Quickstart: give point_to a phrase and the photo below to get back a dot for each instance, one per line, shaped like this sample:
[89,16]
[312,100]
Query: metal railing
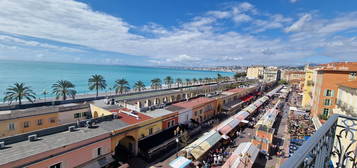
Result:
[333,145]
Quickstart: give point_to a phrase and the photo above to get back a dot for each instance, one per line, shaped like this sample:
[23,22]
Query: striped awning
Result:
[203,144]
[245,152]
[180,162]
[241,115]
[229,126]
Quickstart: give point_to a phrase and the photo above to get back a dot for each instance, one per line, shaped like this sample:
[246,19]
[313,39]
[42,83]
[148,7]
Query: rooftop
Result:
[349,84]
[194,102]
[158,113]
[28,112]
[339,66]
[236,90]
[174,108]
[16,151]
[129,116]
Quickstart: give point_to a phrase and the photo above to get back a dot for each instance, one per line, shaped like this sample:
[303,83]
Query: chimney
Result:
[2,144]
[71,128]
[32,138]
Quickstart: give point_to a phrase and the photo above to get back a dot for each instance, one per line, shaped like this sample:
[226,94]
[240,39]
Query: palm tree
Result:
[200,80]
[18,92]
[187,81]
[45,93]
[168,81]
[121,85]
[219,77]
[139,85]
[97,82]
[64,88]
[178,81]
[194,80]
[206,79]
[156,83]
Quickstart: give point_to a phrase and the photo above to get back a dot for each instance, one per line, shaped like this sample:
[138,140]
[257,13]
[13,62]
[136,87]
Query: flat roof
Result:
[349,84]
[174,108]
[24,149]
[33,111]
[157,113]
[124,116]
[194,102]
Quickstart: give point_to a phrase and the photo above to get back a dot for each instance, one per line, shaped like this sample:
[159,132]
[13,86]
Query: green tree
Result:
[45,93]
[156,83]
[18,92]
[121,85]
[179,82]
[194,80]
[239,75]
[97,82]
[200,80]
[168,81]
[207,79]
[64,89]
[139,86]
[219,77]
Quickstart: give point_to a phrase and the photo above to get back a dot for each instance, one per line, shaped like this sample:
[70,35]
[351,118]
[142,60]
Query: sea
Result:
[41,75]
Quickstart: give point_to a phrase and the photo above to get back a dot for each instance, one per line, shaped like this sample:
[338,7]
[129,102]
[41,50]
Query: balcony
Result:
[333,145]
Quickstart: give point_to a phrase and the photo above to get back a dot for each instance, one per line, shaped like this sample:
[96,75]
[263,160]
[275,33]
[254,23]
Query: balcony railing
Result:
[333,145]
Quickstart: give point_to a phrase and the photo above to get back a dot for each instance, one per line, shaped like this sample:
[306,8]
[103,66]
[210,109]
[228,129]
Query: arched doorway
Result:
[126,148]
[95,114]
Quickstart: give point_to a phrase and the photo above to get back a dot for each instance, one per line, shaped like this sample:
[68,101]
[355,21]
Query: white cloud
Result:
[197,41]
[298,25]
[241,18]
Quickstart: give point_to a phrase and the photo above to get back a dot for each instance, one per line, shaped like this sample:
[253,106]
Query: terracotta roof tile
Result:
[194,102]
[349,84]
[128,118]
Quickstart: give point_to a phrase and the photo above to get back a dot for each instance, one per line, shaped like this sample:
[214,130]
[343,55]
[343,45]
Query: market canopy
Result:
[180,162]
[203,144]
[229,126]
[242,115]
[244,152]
--
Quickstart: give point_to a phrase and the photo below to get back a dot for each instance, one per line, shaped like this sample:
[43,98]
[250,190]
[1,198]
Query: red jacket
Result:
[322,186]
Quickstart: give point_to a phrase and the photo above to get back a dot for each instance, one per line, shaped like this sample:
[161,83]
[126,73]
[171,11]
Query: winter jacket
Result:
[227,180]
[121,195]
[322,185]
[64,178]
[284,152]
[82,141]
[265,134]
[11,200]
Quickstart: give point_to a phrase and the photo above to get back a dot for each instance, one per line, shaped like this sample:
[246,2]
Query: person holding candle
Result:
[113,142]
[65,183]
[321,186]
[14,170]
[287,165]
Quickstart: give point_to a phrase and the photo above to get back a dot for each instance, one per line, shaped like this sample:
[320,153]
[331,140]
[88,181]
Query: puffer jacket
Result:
* * *
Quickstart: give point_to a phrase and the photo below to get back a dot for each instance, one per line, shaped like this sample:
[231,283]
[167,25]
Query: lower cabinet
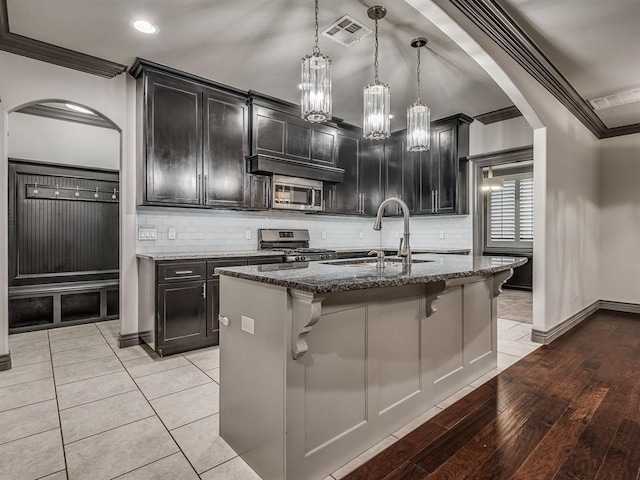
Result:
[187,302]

— WRITTEN EXERCISE —
Pull out each line of the material above that contains the word "balcony".

— SOLUTION TO THIS TASK —
Query: balcony
Query: balcony railing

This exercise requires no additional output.